==== PROVIDED MATERIAL ====

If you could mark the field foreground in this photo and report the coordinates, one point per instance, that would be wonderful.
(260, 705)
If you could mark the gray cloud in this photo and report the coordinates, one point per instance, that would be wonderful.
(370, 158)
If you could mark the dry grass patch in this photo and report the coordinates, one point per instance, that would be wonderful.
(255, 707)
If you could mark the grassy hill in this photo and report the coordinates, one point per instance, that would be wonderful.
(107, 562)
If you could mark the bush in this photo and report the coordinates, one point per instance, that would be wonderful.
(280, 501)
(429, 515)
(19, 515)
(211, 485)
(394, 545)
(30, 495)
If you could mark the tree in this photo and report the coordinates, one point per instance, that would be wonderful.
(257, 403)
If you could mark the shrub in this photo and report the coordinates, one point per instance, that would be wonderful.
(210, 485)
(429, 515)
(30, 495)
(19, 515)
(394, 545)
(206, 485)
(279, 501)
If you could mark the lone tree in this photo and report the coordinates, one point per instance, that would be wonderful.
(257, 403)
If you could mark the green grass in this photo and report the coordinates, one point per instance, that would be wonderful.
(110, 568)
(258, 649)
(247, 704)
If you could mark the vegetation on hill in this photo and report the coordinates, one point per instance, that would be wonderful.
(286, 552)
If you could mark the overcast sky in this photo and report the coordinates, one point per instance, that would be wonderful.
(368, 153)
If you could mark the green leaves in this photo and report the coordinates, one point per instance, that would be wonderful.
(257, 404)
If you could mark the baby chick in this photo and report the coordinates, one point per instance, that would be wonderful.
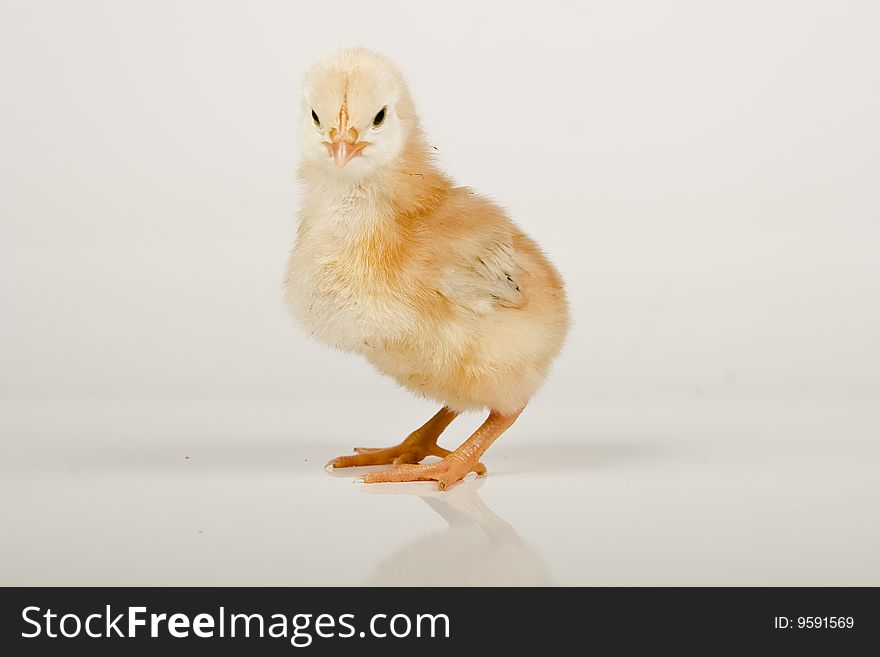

====

OBJECTIVE>
Duplicate everything from the line containing "If you could mark the vegetation" down to the end of the items, including both ends, and leave the pictures out of your copy.

CORRECT RESPONSE>
If you could mark the vegetation on hill in this photo and report the coordinates, one point per instance, that would be wonderful.
(286, 552)
If you could mark the overcast sky in this photo and report the coordinates, one point per instance, that would be wonderful.
(368, 153)
If you could mark the green leaves in this photo and report the coordinates, one point per instance, that would be wonderful.
(257, 404)
If you could mark the baby chick in this photo and report the coordinates, one point per instance, that would be wonderful.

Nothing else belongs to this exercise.